• **PROBLEM REQUIREMENTS**
Restate the records in full, so that each line matches the original exactly.

Stored data entries:
-- Opening Marker --

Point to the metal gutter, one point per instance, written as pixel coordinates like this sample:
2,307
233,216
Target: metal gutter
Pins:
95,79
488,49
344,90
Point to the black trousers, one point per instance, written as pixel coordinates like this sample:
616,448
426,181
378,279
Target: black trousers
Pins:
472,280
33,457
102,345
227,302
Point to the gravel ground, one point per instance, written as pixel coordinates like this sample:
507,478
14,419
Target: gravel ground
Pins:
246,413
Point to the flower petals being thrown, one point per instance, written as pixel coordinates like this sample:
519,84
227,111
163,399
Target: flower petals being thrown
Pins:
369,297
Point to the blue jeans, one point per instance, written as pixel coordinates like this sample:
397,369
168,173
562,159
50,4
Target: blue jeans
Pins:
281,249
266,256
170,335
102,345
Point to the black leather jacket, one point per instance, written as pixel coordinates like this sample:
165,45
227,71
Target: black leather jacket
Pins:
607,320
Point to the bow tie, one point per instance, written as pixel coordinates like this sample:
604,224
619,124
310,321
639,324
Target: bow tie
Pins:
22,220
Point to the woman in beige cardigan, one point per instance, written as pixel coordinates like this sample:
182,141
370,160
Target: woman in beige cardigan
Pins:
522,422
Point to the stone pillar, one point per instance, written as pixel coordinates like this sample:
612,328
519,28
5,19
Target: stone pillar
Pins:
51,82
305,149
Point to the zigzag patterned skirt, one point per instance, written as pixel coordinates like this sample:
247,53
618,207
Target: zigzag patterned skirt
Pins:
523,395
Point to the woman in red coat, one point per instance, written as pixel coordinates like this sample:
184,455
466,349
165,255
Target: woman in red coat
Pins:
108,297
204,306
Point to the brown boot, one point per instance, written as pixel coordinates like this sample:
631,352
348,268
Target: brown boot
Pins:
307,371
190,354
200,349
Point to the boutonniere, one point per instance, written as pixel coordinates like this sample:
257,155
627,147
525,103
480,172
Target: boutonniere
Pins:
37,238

-- Closing Marker --

• **TASK OUTPUT**
Point to the metal gutter, one point per instance, written as pixel coordinates like this sample:
2,307
233,216
Target: metal gutter
Pins:
95,79
488,49
344,90
Point to the black trousers, one point per instance, written as pixel coordinates like this sample:
616,448
426,181
378,279
Target: black trousers
Pins:
472,280
33,457
102,345
227,302
Point to the gravel ground, one point per instance, written as pixel coordinates like this sample:
507,478
14,419
Target: gravel ground
Pins:
246,413
Point to the flower petals being thrown, one point per instance, written as pixel coordinates like this sample:
519,84
227,111
163,399
Target: flower petals being thrown
Pins:
369,297
Point to the blue jeans, one point per instance, written as pixel coordinates like this sample:
397,369
168,173
562,159
50,4
Target: blue jeans
Pins:
281,249
266,256
170,335
102,345
Point to the black leather jacket, one point per instance, written as pixel coordinates like this sample:
165,45
227,71
Target: black leather jacket
Pins:
607,320
Point to the bow tie, one point per instance, written as pixel coordinates like this sample:
604,224
619,124
310,321
639,324
Target: bow tie
Pins:
22,220
Point to the woman in beige cardigan, one point per instance, written as pixel coordinates like this sample:
182,141
370,160
Target: woman in beige cardigan
Pins:
522,422
Point to the stone pillar, one point per instance, written as pixel coordinates like this sample:
612,328
519,28
5,19
Target: stone pillar
Pins:
51,82
305,149
Point to the zigzag patterned skirt, one point per instance, written as pixel coordinates like this sample:
247,53
618,207
Target: zigzag patterned skirt
Pins:
523,395
Point to the woman in red coat, one point per instance, written as pixel coordinates like this sample:
184,455
466,349
165,255
Target: woman in red coat
Pins:
108,297
204,306
Point to the brown boot, one point per instance, written as pixel coordinates like this sample:
631,352
348,268
Target: brown boot
Pins:
307,371
190,354
200,349
Point to the boutonniere, one point per instance, written as pixel coordinates like this sample:
257,155
627,147
525,103
480,172
Target: boutonniere
Pins:
37,238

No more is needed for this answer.